*** Record set ***

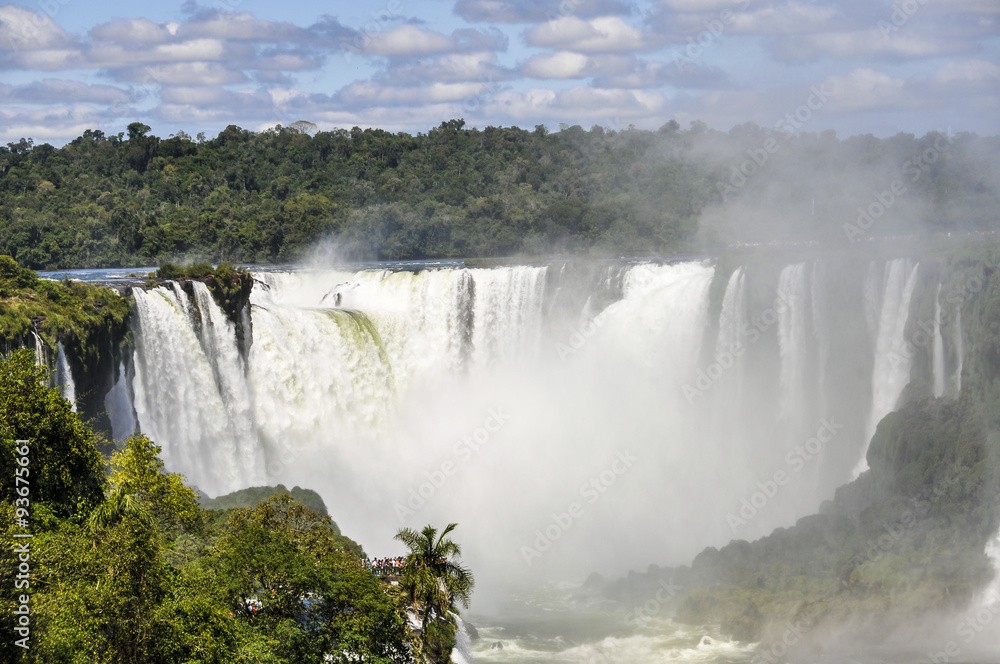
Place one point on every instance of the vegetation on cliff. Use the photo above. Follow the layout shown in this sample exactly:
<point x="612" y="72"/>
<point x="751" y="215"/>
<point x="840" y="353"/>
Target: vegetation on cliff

*** End of Record set ***

What is required:
Every line of the data above is to be repeated exactly; the images are to be left out.

Solution for this task:
Place one point on every instance of the vegetation on cliff. Use the photo above. Follow the layout shown in this sample exactly:
<point x="612" y="72"/>
<point x="751" y="215"/>
<point x="840" y="353"/>
Target: vegetation on cliff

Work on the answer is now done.